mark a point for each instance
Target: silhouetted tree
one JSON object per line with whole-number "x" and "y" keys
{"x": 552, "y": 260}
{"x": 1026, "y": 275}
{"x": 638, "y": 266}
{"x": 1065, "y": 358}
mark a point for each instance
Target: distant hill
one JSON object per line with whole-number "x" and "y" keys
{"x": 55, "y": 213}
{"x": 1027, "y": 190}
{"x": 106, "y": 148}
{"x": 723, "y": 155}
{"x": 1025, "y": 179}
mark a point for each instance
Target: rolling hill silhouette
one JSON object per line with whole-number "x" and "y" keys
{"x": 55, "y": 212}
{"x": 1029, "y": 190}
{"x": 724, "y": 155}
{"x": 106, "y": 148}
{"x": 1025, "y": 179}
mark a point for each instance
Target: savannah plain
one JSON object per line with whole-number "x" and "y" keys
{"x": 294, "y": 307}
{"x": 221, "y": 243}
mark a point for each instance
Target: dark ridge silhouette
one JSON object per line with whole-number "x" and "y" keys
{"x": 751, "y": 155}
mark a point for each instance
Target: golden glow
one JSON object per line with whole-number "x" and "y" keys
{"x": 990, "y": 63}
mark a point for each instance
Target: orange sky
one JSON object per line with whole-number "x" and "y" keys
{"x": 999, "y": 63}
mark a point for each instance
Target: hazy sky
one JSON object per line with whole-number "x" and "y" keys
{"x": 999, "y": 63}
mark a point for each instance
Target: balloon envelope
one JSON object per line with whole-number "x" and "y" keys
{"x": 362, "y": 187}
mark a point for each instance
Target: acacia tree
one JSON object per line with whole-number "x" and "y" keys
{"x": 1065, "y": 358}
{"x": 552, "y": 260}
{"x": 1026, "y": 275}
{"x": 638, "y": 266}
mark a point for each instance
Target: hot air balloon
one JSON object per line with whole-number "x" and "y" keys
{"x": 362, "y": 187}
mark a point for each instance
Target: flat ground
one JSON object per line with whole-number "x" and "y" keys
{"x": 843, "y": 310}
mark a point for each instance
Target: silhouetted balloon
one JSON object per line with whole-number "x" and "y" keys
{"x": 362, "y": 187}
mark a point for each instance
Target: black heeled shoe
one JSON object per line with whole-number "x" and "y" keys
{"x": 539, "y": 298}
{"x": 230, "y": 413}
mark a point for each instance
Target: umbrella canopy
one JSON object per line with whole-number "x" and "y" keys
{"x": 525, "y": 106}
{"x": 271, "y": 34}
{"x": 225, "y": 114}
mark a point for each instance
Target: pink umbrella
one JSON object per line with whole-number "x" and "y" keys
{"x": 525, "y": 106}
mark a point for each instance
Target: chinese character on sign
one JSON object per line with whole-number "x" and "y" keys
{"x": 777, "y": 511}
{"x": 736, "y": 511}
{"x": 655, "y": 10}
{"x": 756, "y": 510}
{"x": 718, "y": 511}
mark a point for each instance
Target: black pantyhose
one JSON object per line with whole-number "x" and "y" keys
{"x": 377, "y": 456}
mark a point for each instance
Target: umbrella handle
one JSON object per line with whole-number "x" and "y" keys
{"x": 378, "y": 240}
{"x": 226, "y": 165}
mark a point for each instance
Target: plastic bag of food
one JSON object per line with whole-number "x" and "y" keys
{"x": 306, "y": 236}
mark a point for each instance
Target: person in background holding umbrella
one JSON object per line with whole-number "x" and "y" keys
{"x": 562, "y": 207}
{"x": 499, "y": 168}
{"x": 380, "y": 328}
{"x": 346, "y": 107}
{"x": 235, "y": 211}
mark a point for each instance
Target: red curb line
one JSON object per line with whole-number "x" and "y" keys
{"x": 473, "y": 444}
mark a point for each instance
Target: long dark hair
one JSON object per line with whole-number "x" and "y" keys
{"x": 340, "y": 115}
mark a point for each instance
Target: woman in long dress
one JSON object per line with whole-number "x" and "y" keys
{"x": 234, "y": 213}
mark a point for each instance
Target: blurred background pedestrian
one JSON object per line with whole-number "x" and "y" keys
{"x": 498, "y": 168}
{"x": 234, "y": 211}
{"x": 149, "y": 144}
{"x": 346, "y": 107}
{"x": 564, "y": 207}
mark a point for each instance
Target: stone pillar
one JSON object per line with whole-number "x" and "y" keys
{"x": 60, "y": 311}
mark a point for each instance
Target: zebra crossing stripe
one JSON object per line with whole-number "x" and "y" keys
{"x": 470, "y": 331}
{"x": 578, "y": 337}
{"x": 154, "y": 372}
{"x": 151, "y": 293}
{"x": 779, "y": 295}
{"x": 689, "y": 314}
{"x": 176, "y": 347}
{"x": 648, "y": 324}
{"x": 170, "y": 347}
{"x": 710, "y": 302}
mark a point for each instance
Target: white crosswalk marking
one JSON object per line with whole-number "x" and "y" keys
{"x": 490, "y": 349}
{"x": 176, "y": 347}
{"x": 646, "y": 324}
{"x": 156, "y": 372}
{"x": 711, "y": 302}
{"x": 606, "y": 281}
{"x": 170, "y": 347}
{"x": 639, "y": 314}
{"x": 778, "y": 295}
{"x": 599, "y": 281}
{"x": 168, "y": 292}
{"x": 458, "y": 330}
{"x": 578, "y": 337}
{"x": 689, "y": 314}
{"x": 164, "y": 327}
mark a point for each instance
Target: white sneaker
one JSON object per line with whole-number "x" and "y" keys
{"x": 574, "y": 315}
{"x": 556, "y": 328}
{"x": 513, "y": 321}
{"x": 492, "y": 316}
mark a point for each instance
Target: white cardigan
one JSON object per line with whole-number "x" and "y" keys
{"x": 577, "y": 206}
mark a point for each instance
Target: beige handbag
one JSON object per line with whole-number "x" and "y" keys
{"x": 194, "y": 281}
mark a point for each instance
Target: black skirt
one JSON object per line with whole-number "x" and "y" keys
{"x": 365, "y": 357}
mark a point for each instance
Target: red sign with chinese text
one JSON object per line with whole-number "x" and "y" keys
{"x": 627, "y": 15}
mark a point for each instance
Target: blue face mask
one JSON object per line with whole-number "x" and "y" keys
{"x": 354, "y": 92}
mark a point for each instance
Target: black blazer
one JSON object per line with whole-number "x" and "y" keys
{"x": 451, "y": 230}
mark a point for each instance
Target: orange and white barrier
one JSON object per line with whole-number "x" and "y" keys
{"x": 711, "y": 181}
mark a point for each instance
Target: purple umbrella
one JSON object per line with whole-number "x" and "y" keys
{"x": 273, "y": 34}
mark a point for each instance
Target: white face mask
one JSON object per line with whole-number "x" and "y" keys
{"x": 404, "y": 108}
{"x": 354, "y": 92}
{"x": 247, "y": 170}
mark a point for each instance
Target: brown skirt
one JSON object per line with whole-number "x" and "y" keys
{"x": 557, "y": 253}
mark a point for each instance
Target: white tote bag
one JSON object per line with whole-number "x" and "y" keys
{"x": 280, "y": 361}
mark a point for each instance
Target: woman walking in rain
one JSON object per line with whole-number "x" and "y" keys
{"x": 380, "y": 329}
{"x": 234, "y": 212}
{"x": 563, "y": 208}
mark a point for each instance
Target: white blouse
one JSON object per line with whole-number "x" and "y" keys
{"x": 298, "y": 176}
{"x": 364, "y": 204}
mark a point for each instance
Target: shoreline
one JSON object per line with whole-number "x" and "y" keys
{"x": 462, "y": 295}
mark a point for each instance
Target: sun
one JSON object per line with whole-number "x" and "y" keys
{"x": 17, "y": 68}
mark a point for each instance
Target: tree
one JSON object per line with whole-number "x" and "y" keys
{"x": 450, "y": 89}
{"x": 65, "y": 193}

──────────

> [The task] Repeat the records above in full, character for character.

> [Task solution]
mark a point for each instance
Target: silhouetted tree
one JSON object per line with whole-number "x" and "y" keys
{"x": 552, "y": 260}
{"x": 1026, "y": 275}
{"x": 638, "y": 266}
{"x": 1065, "y": 358}
mark a point for each instance
Target: distant hill
one JSON object per line with whole-number "x" and "y" keys
{"x": 55, "y": 213}
{"x": 1027, "y": 190}
{"x": 106, "y": 148}
{"x": 723, "y": 155}
{"x": 1025, "y": 179}
mark a point for each instance
Target: rolling hill silhouette
one JSON object per line with whole-number "x" and "y" keys
{"x": 55, "y": 212}
{"x": 1029, "y": 190}
{"x": 724, "y": 155}
{"x": 106, "y": 148}
{"x": 1025, "y": 179}
mark a point for each instance
Target: savannah plain
one JSON object per line with whole-number "x" and "y" keys
{"x": 294, "y": 307}
{"x": 221, "y": 243}
mark a point for each instance
Target: dark ridge silhouette
one JSON object per line with whole-number "x" and "y" keys
{"x": 751, "y": 155}
mark a point for each instance
Target: golden glow
one JSON object per line with whole-number "x" and "y" keys
{"x": 990, "y": 63}
mark a point for each instance
Target: orange sky
one JSON object per line with whole-number "x" and "y" keys
{"x": 999, "y": 63}
mark a point for each instance
Target: hazy sky
one JSON object per line with whole-number "x" and "y" keys
{"x": 999, "y": 63}
mark a point for each instance
Target: balloon envelope
one JSON object per line with whole-number "x" and "y" keys
{"x": 362, "y": 187}
mark a point for each instance
Target: acacia tree
one JSON object per line with whole-number "x" and "y" keys
{"x": 1065, "y": 358}
{"x": 552, "y": 260}
{"x": 1026, "y": 275}
{"x": 638, "y": 266}
mark a point for each instance
Target: hot air balloon
one JSON object per line with whole-number "x" and "y" keys
{"x": 362, "y": 187}
mark a point for each instance
Target: flat ground
one JSON object per line with whole-number "x" and "y" keys
{"x": 843, "y": 310}
mark a point for each instance
Target: silhouetted balloon
one JSON object per line with whole-number "x" and "y" keys
{"x": 362, "y": 187}
mark a point for each instance
Target: black heeled shoe
one JSON object per line with whole-number "x" and "y" keys
{"x": 539, "y": 298}
{"x": 230, "y": 413}
mark a point for each instance
Target: umbrella canopy
one JSON object per line with whole-number "x" and "y" keys
{"x": 525, "y": 106}
{"x": 271, "y": 34}
{"x": 225, "y": 114}
mark a point for each instance
Target: pink umbrella
one JSON object per line with whole-number "x" and "y" keys
{"x": 525, "y": 106}
mark a point for each instance
Target: chinese character on sign
one JSON object per line with whole-number "x" and "y" keys
{"x": 777, "y": 511}
{"x": 736, "y": 511}
{"x": 655, "y": 10}
{"x": 756, "y": 510}
{"x": 718, "y": 511}
mark a point for each instance
Target: black pantyhose
one JSON object per line with whole-number "x" and "y" keys
{"x": 377, "y": 456}
mark a point for each instance
Target: umbrella handle
one JSON object per line with whole-number "x" and "y" keys
{"x": 378, "y": 240}
{"x": 226, "y": 165}
mark a point for each instance
Target: plastic bag of food
one JSON object per line with whole-number "x" and "y" keys
{"x": 306, "y": 236}
mark a point for each instance
Target: person in background holding umbrella
one JSON object per line with whole-number "x" and "y" keys
{"x": 562, "y": 207}
{"x": 499, "y": 168}
{"x": 380, "y": 328}
{"x": 346, "y": 107}
{"x": 235, "y": 211}
mark a point for each instance
Target: red curb line
one JSON object per line with whole-number "x" and "y" keys
{"x": 473, "y": 444}
mark a point for each instance
Target: long dark hair
one JSON object per line with whole-number "x" and "y" keys
{"x": 340, "y": 115}
mark a point for each instance
Target: woman in long dress
one JSON object per line with whole-number "x" and "y" keys
{"x": 234, "y": 213}
mark a point for each instance
Target: blurred background pedestrian
one JSON object per line with whole-number "x" and "y" keys
{"x": 498, "y": 168}
{"x": 234, "y": 211}
{"x": 149, "y": 144}
{"x": 346, "y": 107}
{"x": 564, "y": 207}
mark a point for each instance
Target: stone pillar
one JSON object per line with whole-number "x" and "y" keys
{"x": 60, "y": 311}
mark a point for each instance
Target: zebra crossing stripe
one JSON object per line with whole-number "x" and "y" keys
{"x": 470, "y": 331}
{"x": 578, "y": 337}
{"x": 154, "y": 372}
{"x": 151, "y": 293}
{"x": 779, "y": 295}
{"x": 689, "y": 314}
{"x": 176, "y": 347}
{"x": 648, "y": 324}
{"x": 170, "y": 347}
{"x": 710, "y": 302}
mark a point for each instance
Target: white crosswalk marking
one JSON object per line with whole-number "x" and "y" keys
{"x": 490, "y": 349}
{"x": 176, "y": 347}
{"x": 646, "y": 324}
{"x": 156, "y": 372}
{"x": 711, "y": 302}
{"x": 606, "y": 281}
{"x": 170, "y": 347}
{"x": 639, "y": 314}
{"x": 778, "y": 295}
{"x": 599, "y": 281}
{"x": 168, "y": 292}
{"x": 458, "y": 330}
{"x": 578, "y": 337}
{"x": 689, "y": 314}
{"x": 164, "y": 327}
mark a point for each instance
Target: white sneaker
one JSON object per line with whole-number "x" and "y" keys
{"x": 574, "y": 315}
{"x": 556, "y": 328}
{"x": 513, "y": 321}
{"x": 492, "y": 316}
mark a point for each instance
Target: white cardigan
one JSON object per line with whole-number "x" and "y" keys
{"x": 577, "y": 206}
mark a point for each instance
Target: beige handbag
one JSON object per line with whole-number "x" and "y" keys
{"x": 194, "y": 281}
mark a point for each instance
Target: black skirt
one JSON object per line with whole-number "x" and "y" keys
{"x": 365, "y": 357}
mark a point for each instance
Target: red sign with chinese text
one JSON object per line with whole-number "x" and "y" keys
{"x": 627, "y": 15}
mark a point for each instance
Target: blue face mask
one JSON object per line with whole-number "x" and "y" keys
{"x": 354, "y": 92}
mark a point for each instance
Target: black blazer
one JSON object per line with whole-number "x" and "y" keys
{"x": 451, "y": 230}
mark a point for each instance
Target: orange and white barrier
one JSON object per line with whole-number "x" and "y" keys
{"x": 711, "y": 181}
mark a point for each instance
Target: purple umbrella
one JSON object per line with whole-number "x" and "y" keys
{"x": 273, "y": 34}
mark a point for each instance
Target: white face mask
one JSON object per line with whole-number "x" and "y" keys
{"x": 404, "y": 108}
{"x": 354, "y": 92}
{"x": 247, "y": 170}
mark a point for each instance
Target: brown skirt
one JSON object per line with whole-number "x" and "y" keys
{"x": 557, "y": 253}
mark a point for each instance
Target: white tote bag
one JSON object per line with whole-number "x" and "y" keys
{"x": 280, "y": 361}
mark a point for each instance
Target: woman walking in rain
one JSON object per line with whole-number "x" and "y" keys
{"x": 380, "y": 329}
{"x": 234, "y": 212}
{"x": 563, "y": 208}
mark a point for each instance
Target: white blouse
one JSON object per line with whole-number "x" and "y" keys
{"x": 298, "y": 176}
{"x": 364, "y": 204}
mark a point for each instance
Target: shoreline
one JSON object per line with whole-number "x" and "y" keys
{"x": 462, "y": 295}
mark a point for each instance
Target: sun
one JSON object per line with whole-number "x" and "y" keys
{"x": 17, "y": 68}
mark a point for each instance
Target: tree
one JSON object per line with whole-number "x" and "y" keys
{"x": 450, "y": 89}
{"x": 65, "y": 193}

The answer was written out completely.